__Reading passage__
━━━━━━━━━━━━━━━━
Jewish Time | Life Cycle
Jewish Time Home | History | Calendar | Life Cycle | Jewish Values | Quizzes | Links | FAQs

Festivals | Yom Hashoah

 

The Jewish Warsaw

The first documented Jewish settlement in Warsaw – a small fishing village on the banks of the Wisla River – dates back to 1414, after several dozens of families were granted a special permit to settle down in the region and engage in commerce. With the years, the small fishing village became a center for commerce and government, its history interwoven with the Jewish history.

Despite decrees and pogroms – there were long periods during which Jews were prohibited from taking up residence in Warsaw – the Jewish population expanded, and by the end of the 19th century 127,000 Jews lived in Warsaw – one third of the city’s population.

The population growth persisted at the beginning of the 20th century as well. In spite of recurring scenes of anti-Semitism and decrees, the Jews stood out in most spheres of life in the city: approximately 80 percent of the bankers, 70 percent of the craftsmen, two thirds of the merchants and one third of the lawyers in Warsaw were Jewish. Warsaw was the capital of world Jewry and Jewish culture.

370,000 Jews lived in Warsaw on September 1st 1939, the day the German army invaded Poland. Almost all of them were trapped in the city, bombed from the air, bombed from the ground and preparing themselves, like millions of other Polish citizens, for the invasion of the German conqueror.
━━━━━━━━━━━━━━━━
__Raw records__
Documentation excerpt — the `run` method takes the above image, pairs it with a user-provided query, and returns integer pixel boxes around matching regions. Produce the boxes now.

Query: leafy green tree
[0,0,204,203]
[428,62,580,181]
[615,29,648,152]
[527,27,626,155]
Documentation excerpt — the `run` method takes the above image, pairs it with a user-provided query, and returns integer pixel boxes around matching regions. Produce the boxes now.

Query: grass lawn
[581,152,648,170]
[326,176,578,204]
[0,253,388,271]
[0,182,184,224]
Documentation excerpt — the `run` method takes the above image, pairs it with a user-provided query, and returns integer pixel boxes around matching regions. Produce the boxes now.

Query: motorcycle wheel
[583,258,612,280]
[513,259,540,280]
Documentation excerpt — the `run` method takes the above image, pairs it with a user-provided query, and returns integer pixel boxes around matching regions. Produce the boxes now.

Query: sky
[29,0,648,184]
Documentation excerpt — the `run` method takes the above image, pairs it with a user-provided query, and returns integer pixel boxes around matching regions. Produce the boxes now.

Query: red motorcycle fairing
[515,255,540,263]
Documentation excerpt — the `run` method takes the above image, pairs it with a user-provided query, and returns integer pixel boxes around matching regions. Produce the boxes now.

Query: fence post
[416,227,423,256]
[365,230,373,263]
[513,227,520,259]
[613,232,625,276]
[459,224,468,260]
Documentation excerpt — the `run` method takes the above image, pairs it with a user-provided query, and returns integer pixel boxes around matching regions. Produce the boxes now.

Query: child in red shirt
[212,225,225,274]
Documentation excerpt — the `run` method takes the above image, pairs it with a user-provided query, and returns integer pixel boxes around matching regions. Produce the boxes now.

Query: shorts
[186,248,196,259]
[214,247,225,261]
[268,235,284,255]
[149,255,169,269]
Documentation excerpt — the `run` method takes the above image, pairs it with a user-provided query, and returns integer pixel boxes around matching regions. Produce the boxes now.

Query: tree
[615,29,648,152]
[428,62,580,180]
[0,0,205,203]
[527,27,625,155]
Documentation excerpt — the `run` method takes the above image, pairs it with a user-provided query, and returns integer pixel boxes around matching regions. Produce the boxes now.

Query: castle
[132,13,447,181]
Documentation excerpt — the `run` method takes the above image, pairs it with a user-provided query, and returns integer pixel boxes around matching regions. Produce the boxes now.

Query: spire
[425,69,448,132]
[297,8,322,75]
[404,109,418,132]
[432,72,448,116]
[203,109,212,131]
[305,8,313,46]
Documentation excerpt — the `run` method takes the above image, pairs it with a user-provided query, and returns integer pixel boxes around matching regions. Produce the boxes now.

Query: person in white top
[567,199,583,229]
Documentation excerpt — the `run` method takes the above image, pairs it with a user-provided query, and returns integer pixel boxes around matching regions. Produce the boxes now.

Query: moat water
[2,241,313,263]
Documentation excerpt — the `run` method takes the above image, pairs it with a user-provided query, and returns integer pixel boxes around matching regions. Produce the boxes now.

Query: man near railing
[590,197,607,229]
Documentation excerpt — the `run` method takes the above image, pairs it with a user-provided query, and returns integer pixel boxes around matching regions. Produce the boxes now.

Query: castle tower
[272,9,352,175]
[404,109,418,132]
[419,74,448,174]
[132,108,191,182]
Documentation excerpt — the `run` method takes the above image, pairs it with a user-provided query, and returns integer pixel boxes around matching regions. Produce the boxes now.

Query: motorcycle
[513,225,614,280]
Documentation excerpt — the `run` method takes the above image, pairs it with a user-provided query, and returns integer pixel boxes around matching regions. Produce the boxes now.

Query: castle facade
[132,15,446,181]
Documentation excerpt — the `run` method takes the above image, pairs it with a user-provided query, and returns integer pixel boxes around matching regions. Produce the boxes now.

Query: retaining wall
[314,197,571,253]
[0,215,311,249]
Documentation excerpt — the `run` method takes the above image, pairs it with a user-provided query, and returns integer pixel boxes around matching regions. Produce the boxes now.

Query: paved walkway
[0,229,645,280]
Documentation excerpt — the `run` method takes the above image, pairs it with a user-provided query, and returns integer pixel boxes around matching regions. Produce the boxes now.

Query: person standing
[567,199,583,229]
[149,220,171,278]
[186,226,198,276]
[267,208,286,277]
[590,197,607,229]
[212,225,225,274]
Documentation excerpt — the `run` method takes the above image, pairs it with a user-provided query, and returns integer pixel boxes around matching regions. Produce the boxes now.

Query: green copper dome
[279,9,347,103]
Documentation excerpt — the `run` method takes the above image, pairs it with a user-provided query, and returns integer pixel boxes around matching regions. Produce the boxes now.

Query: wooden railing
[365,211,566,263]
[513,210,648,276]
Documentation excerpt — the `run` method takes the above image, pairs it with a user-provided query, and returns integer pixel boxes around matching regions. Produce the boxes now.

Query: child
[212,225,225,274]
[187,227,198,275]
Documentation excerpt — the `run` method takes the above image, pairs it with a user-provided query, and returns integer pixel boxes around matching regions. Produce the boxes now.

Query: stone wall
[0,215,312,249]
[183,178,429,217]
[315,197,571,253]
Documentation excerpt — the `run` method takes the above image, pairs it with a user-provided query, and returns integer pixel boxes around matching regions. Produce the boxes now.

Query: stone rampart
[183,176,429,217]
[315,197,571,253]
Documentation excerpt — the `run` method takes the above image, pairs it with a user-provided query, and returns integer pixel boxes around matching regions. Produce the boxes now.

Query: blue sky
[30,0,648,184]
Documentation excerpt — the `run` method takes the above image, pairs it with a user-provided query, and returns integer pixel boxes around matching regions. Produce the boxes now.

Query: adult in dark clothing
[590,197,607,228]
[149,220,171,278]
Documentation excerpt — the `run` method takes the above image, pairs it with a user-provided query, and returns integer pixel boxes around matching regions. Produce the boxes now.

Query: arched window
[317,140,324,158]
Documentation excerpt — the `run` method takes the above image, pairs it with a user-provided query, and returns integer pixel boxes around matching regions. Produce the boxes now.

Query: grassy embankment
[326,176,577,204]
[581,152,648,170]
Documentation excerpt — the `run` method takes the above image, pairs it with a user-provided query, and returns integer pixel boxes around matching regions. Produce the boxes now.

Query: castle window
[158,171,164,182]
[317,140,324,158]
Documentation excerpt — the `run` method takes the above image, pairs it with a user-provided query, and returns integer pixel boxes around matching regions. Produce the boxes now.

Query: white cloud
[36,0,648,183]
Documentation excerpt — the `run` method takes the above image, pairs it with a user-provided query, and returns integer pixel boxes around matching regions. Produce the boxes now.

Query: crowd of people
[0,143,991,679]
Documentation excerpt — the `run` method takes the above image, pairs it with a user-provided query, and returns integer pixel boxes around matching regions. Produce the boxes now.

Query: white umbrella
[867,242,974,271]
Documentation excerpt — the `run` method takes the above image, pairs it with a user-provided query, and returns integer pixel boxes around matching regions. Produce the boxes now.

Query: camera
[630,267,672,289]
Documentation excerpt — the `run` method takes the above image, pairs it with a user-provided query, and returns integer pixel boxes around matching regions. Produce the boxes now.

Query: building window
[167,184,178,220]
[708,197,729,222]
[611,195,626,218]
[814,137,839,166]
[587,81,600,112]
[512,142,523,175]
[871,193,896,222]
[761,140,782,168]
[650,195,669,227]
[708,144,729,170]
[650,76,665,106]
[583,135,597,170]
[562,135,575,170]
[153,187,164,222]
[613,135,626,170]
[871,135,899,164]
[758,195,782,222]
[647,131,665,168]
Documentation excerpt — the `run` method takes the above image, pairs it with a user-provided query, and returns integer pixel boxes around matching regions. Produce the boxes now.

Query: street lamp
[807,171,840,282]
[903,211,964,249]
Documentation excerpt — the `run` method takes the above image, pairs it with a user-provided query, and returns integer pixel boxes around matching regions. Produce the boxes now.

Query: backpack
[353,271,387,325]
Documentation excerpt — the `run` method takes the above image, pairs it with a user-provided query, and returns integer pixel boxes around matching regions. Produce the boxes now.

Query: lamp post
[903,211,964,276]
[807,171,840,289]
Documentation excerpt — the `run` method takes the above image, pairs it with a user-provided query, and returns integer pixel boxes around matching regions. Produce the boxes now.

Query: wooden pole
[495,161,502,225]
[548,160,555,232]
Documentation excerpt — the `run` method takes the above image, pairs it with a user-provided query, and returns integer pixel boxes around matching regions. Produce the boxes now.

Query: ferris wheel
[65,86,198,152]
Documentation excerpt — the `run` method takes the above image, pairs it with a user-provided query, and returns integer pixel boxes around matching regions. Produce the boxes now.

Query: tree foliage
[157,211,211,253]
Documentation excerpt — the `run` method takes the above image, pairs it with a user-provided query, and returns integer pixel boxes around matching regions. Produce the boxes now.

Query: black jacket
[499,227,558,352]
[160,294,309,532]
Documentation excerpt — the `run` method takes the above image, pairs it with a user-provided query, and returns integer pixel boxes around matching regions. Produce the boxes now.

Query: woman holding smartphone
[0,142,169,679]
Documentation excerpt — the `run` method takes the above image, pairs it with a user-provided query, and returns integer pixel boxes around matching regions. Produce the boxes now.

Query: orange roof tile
━━━━━━━━━━━━━━━━
__Written exercise__
Decide whether each statement below agrees with the passage on Jewish Warsaw, answering yes or no and quoting the words of the passage that settle it. 1. The first documented Jewish settlement in Warsaw dates to 1514. 2. By the end of the 19th century, Jews made up one third of Warsaw's population. 3. About half of the lawyers in Warsaw at the beginning of the 20th century were Jewish.

__Solution for this task__
1. No: "dates back to 1414"
2. Yes: "by the end of the 19th century 127,000 Jews lived in Warsaw – one third of the city’s population"
3. No: "one third of the lawyers in Warsaw were Jewish"